• _EXERCISE OBJECTIVE_: Quote every line of the rows below word for word, and leave the pictures out.
BEGIN SUPPLIED DATA
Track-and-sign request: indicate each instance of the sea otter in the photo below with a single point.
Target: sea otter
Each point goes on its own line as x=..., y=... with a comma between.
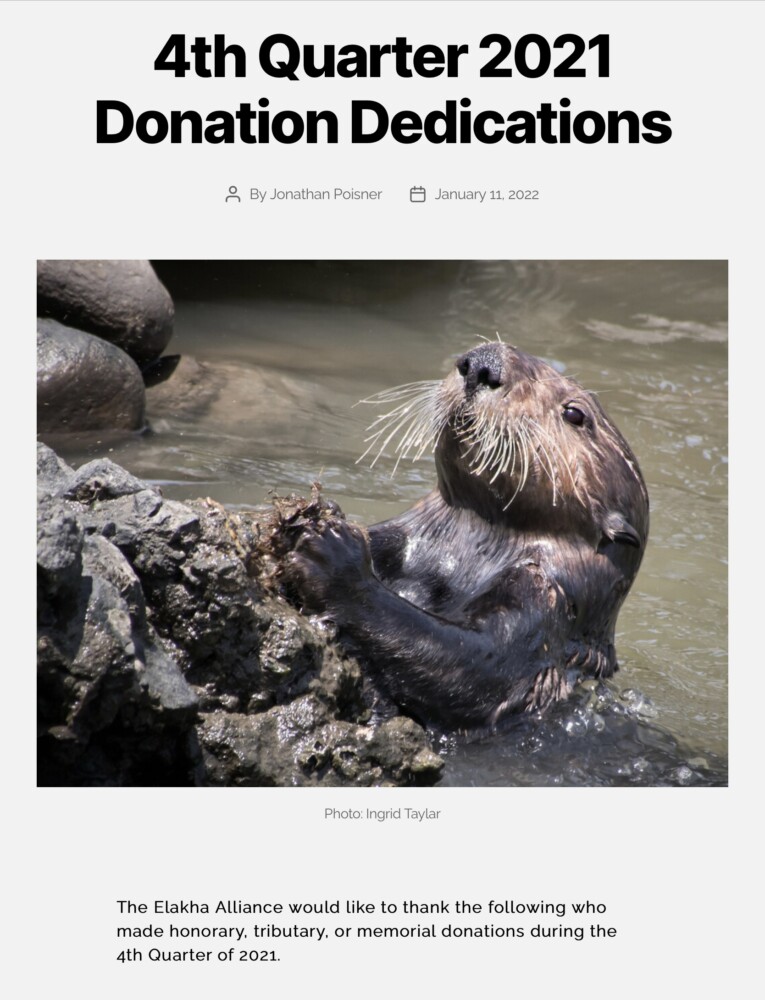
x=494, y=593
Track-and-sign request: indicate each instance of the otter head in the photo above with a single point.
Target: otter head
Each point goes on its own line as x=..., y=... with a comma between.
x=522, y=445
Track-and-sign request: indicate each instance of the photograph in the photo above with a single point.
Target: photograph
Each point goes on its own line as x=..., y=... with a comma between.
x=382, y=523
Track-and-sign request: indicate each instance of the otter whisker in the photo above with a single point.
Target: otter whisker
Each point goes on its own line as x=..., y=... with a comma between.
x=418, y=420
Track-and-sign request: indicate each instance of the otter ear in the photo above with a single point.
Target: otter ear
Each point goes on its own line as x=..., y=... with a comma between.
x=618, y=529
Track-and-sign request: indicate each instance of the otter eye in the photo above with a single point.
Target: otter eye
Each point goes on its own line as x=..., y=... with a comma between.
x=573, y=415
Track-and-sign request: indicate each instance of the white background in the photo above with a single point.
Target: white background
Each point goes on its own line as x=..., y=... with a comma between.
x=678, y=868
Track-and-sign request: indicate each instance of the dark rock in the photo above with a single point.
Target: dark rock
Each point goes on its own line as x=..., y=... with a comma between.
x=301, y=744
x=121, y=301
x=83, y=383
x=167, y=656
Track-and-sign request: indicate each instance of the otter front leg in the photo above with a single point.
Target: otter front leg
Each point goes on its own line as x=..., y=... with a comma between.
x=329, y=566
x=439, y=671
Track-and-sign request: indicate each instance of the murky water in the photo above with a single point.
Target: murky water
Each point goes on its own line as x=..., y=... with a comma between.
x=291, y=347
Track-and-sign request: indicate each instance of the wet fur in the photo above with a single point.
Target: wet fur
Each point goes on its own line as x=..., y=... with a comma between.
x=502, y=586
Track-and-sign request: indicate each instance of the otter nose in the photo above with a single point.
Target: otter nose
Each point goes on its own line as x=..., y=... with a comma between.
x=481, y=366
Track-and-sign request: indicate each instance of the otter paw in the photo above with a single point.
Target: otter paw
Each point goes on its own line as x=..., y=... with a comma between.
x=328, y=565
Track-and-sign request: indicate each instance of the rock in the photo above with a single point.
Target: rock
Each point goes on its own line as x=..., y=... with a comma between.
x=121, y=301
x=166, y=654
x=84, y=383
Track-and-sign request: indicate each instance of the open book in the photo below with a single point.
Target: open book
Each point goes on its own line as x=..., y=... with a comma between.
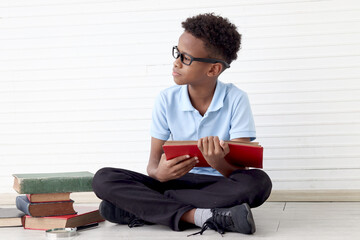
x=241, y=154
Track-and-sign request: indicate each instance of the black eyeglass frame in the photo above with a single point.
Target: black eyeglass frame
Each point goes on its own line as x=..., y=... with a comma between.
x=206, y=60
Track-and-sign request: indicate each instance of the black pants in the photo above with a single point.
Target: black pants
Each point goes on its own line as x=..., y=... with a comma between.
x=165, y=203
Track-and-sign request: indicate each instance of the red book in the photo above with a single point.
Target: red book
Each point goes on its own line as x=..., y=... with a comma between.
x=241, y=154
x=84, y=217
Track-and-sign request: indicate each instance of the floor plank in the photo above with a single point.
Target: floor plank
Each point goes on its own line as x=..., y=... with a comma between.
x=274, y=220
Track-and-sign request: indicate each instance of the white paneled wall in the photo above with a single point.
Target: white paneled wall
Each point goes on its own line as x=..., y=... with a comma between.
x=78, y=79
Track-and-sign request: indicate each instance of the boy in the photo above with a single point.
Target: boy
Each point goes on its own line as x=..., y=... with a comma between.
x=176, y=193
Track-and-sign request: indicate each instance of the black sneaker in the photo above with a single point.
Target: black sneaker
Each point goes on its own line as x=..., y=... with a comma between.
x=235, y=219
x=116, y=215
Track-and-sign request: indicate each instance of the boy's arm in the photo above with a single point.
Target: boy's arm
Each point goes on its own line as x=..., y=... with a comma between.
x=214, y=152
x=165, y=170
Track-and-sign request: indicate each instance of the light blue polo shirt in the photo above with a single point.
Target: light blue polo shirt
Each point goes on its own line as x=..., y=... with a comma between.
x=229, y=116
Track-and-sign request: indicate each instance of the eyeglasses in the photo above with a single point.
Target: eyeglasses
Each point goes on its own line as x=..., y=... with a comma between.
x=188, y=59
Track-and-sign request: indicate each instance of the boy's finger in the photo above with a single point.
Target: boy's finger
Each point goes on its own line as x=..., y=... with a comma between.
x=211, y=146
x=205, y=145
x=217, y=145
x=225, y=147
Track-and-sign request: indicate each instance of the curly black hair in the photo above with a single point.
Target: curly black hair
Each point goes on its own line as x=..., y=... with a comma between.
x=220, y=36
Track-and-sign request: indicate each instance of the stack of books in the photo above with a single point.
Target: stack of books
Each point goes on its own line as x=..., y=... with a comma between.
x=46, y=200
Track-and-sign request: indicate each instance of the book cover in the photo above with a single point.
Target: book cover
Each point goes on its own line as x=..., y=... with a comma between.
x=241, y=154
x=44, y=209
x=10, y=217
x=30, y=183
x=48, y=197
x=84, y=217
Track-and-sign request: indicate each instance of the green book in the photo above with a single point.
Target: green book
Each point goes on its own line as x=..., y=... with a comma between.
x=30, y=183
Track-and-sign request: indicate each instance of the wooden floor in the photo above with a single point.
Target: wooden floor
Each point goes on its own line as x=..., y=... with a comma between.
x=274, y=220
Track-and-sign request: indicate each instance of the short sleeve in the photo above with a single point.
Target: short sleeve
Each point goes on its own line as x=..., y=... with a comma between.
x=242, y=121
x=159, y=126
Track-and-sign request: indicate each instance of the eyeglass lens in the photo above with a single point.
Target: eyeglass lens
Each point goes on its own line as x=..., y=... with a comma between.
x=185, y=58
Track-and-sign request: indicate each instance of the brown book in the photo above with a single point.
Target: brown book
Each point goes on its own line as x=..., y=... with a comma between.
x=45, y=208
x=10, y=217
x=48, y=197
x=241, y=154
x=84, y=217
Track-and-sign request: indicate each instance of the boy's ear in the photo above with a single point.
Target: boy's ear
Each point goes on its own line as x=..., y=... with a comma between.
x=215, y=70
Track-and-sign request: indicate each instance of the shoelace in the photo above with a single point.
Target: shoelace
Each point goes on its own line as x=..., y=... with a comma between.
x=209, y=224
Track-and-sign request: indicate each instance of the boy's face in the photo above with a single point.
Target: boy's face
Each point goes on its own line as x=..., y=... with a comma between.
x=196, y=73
END SUPPLIED DATA
• _THE RESULT_:
Track-and-sign request: indicate each instance of the sea otter in the photo below with a single point.
Target: sea otter
Each point goes on its own line as x=..., y=... with a comma between.
x=494, y=593
Track-and-sign request: indicate each instance of the otter head in the photo above with a single point.
Target: otter head
Each point goes on its own line as x=..., y=... with a comma between.
x=522, y=445
Track-and-sign request: indicate each instance of the photograph in the photo above with a single point.
Target: photograph
Each point goes on its own line as x=..., y=... with a comma between.
x=382, y=523
Track-and-sign request: indicate each instance of the otter whisker in the photo above with a single point.
Target: otter whisker
Each point goes on its own line as x=..., y=... with a comma between.
x=418, y=420
Track-and-sign request: indicate each instance of the otter ear in the photo above with a single point.
Target: otter ear
Each point goes on its own line as x=..., y=... with a comma between.
x=618, y=529
Track-and-sign request: indicate each instance of the otter eye in the photo above with a single point.
Target: otter eye
Each point goes on its own line as x=..., y=... with a comma between.
x=573, y=415
Track-and-sign request: indicate each instance of the white background in the photo above with a single point.
Target: white background
Each point goes on its own line as x=..., y=... with a comma between.
x=678, y=868
Track-and-sign request: indicate each instance of the dark rock in the photo above with a single point.
Target: dark rock
Each point goes on its own line as x=..., y=... with a comma between.
x=301, y=744
x=121, y=301
x=83, y=383
x=167, y=656
Track-and-sign request: indicate each instance of the otter front leg in the photo above with a single point.
Target: otter front leg
Each point goes on its own line as x=..., y=... with a comma between.
x=329, y=566
x=439, y=671
Track-and-sign request: indicate each instance of the murky water in the photo above with a single point.
Target: murky water
Each point goes on its own line as x=..., y=... with a comma between.
x=291, y=347
Track-and-sign request: indicate each instance of the wet fur in the photo above with a single point.
Target: wet fur
Each point goes on its own line as x=..., y=... with a comma between.
x=502, y=586
Track-and-sign request: indicate each instance of the otter nose in the photo above with a single point.
Target: otter nose
Each point goes on its own line as x=..., y=... with a comma between.
x=481, y=366
Track-and-sign request: indicate each instance of the otter paw in the photo above with a single point.
Target: otter paw
Each point goes on its own line as x=..., y=... with a comma between.
x=328, y=565
Track-and-sign request: indicate each instance of the rock in the photo above with a single point.
Target: rock
Each point goes on its own line as x=..., y=... with a comma between.
x=121, y=301
x=166, y=654
x=84, y=383
Track-and-sign request: indicate each instance of the open book in the photo below with a single point.
Target: open book
Each point goes on its own line as x=..., y=... with a comma between.
x=241, y=154
Track-and-sign request: indicate each instance of the black eyeglass frame in the photo above with a single point.
Target: black eyeglass frame
Each point goes on its own line as x=..., y=... with a comma between.
x=206, y=60
Track-and-sign request: indicate each instance of the black pants in the photo above with a single point.
Target: black pants
Each point goes on its own line as x=..., y=... with a comma between.
x=165, y=203
Track-and-sign request: indicate each instance of the red book in the photo above with a single point.
Target: red book
Each point goes on its own line as x=..., y=... with a comma between.
x=241, y=154
x=84, y=217
Track-and-sign request: indicate each instance of the floor plank in the photo above with a single point.
Target: floor plank
Each point goes on its own line as x=..., y=... with a comma between.
x=274, y=220
Track-and-sign request: indicate each instance of the white paneled wall in the photo above with a single point.
Target: white paneled wall
Each point goes on its own line as x=..., y=... with a comma between.
x=78, y=79
Track-and-sign request: indicate each instance of the boy in the photo above with a single point.
Target: boy
Each point goes on its own line as x=..., y=... with a comma between.
x=176, y=193
Track-and-sign request: indicate each instance of the black sneaker in the photo above with a single point.
Target: black sneaker
Each point goes on its own line as x=..., y=... with a comma between.
x=235, y=219
x=116, y=215
Track-and-sign request: indicate each instance of the boy's arm in the photo above with a single point.
Target: boy's arm
Each point goes on its own line as x=..., y=... with a comma between.
x=214, y=152
x=165, y=170
Track-and-sign request: indicate each instance of the light blue polo shirt in the photo above with a single point.
Target: light blue polo shirt
Each point goes on its own line as x=..., y=... with a comma between.
x=229, y=116
Track-and-sign request: indicate each instance of the eyeglasses in the photo above with a single point.
Target: eyeglasses
Each point goes on its own line as x=..., y=... with a comma between.
x=188, y=59
Track-and-sign request: indicate each instance of the boy's finger in the photo above with a single point.
Target: boy's finger
Each point goes on its own line as x=..., y=... with a comma between.
x=211, y=146
x=205, y=145
x=217, y=145
x=225, y=147
Track-and-sign request: indicate each instance of the curly black hair in the photo above with a single point.
Target: curly black hair
Each point goes on its own line as x=..., y=... with a comma between.
x=220, y=36
Track-and-sign request: indicate each instance of the stack of books in the photo above with a single point.
Target: stack of books
Each point goes on its own line as x=..., y=... with a comma between.
x=46, y=200
Track-and-sign request: indicate each instance of the book cover in the photo above with a single point.
Target: book cover
Each point goes on its own line as x=..., y=... with a comma between.
x=241, y=154
x=44, y=209
x=10, y=217
x=30, y=183
x=48, y=197
x=84, y=217
Track-and-sign request: indicate each instance of the green book in the photo above with a single point.
Target: green book
Each point goes on its own line as x=..., y=... with a comma between.
x=30, y=183
Track-and-sign request: indicate each instance of the wooden floor in the photo above with a single point.
Target: wooden floor
Each point goes on its own line as x=..., y=... with a comma between.
x=274, y=220
Track-and-sign request: indicate each instance of the short sleeve in the photo above with a single point.
Target: short sleeve
Each point goes on its own line as x=..., y=... with a comma between.
x=242, y=121
x=159, y=126
Track-and-sign request: indicate each instance of the eyeglass lens in the photo above with a single point.
Target: eyeglass lens
Each point goes on its own line as x=..., y=... with a comma between.
x=185, y=58
Track-and-sign request: indicate each instance of the brown book in the photo above with a single point.
Target: brown book
Each point goes on its own line as x=..., y=... with a comma between.
x=45, y=208
x=10, y=217
x=48, y=197
x=241, y=154
x=84, y=217
Track-and-sign request: indicate each instance of the boy's ear in the photo above with a single point.
Target: boy's ear
Each point goes on its own line as x=..., y=... with a comma between.
x=215, y=70
Track-and-sign request: indicate each instance of the shoelace in the photo above with a single point.
Target: shoelace
Each point goes on its own line as x=..., y=... with a comma between.
x=209, y=224
Track-and-sign request: indicate each instance of the boy's face in the photo above with a single point.
Target: boy's face
Each point goes on its own line as x=..., y=... with a comma between.
x=196, y=73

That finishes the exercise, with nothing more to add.